▶ _DOCUMENT EXCERPT_:
- - -
# Solved: Razer Anansi not being recognised.



## jagsthecat (Jul 21, 2005)

Good day.

I have a problem that has recently sufaced with my Razer Anansi keyboard and I hope that some one here can shed light on it.

I recently built a rig for myself:

Tech Support Guy System Info Utility version 1.0.0.2
OS Version: Microsoft Windows 7 Ultimate, Service Pack 1, 64 bit
Processor: Intel(R) Core(TM) i7-2700K CPU @ 3.50GHz, Intel64 Family 6 Model 42 Stepping 7
Processor Count: 8
RAM: 16343 Mb
Graphics Card: 2 x NVIDIA GeForce GTX 670, -2048 Mb (SLI)
Hard Drives: C: Total - 114470 MB, Free - 52780 MB; E: Total - 1907599 MB, Free - 1791301 MB;
Motherboard: ASRock, P67 Extreme4 Gen3
Antivirus: ESET NOD32 Antivirus 5.2, Updated and Enabled

I use an Razer Anansi Keyboard and a Razer Deathadder mouse.

The Keyboard works as a standard keyboard and the soft keys also work in their default configuration however i am unable to load up the Anansi configuration software. When i do so i get an error that "No Razer Anansi connected. Application will close now".

Windows is recognising my keyboard as an Anansi as seen here in this image of my devices










However (and i am not sure about this?) there looks like there may be a conflict with the Razer Deathadder as in Device Manager there are entries for both the Anansi nd Deathadder under mouse & keyboard devices:










Things i have tried so far:

Emailing Razer support, they were initially quick to respond however their attempts to fix this issue have been in vain
Reinstalling Drivers, both the Anansi driver both the latest version (1.06) and the previous version (1.05) and Synapse for the Death adder
Removing Synapse driver for the Deathadder and replacing with legacy mouse Driver (V3.5)
Tried the Anansi on a second computer (old Dell optiplex) - Keyboard and driver worked fine.
Updated Mother board Bios- v1.10 to v2.20 to eradicate the motherboards intolerance to certain keyboards on POST.
- - -
▶ _EXCERPTED RECORDS_:
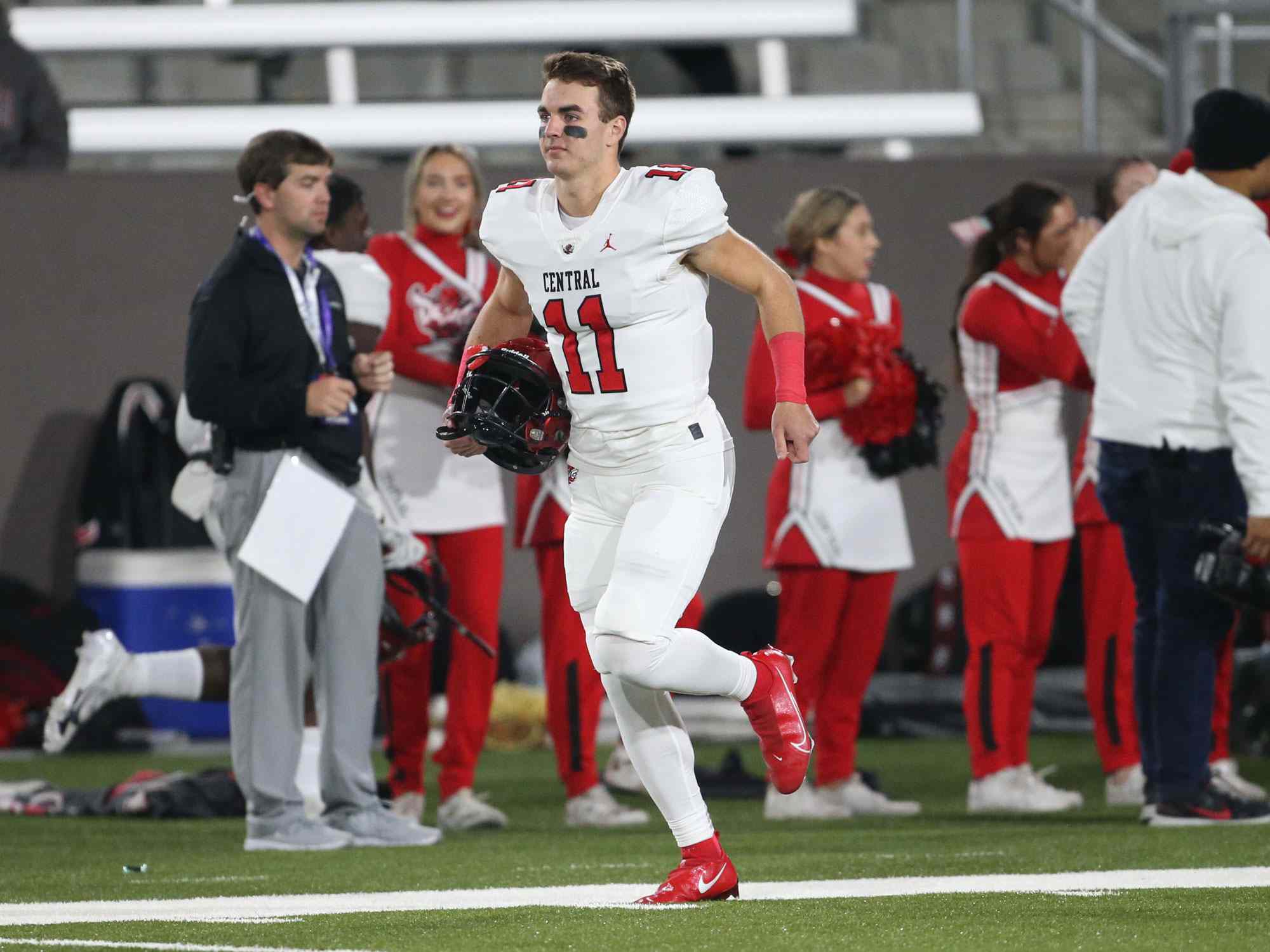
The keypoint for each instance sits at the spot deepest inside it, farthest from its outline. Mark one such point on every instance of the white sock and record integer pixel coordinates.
(173, 675)
(685, 663)
(307, 769)
(662, 753)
- - -
▶ _EXERCISE SET_:
a. List each step that the poster of the Razer Anansi keyboard thread says they have tried so far.
b. In the Razer Anansi keyboard thread, what error does the poster get when trying to load the Anansi configuration software?
c. Go on with the forum thread about the Razer Anansi keyboard not being recognized, starting right after its last line.

▶ _ANSWERS TO THE EXERCISES_:
a.
- Emailing Razer support, whose attempts to fix the issue were in vain
- Reinstalling drivers: the Anansi driver, both the latest version (1.06) and the previous version (1.05), and Synapse for the Deathadder
- Removing the Synapse driver for the Deathadder and replacing it with the legacy mouse driver (V3.5)
- Trying the Anansi on a second computer (an old Dell Optiplex), where the keyboard and driver worked fine
- Updating the motherboard BIOS from v1.10 to v2.20 to eradicate the motherboard's intolerance to certain keyboards on POST

b. "No Razer Anansi connected. Application will close now".

c.
Uninstalled the keyboard and mouse from device manager and reinstalled.

Just to recap, the keyboard does work as a standard keyboard however it inst been seen by the configuration software which the ability to program the soft keys and macro ability is a big reason for me owning this particular keyboard.

Anyone have any suggestions?

Thank you for your time.


----------



## jagsthecat (Jul 21, 2005)

I guess you are as stumped as me


----------



## jagsthecat (Jul 21, 2005)

I thought i would just give an update and it may be helpful to others.

I did a full reinstall of windows and it looks like it's the Intel Smart Connect feature on the MB and it's driver that was causing the issue. http://m.intel.com/content/intel-us/...ect.touch.html

While the device was showing in the device manager as "unknown" i.e the driver wasn't installed the Razer keyboard worked fine however, as soon as i installed the driver the keyboard refused to be recognised again, uninstalling the driver at this point had no effect either.

I basically disabled it in bios and everything works fine now.

It isn't really a *Must Have* feature anyway.

I thought i would post this in case anyone else has a similar issue with a gaming rig.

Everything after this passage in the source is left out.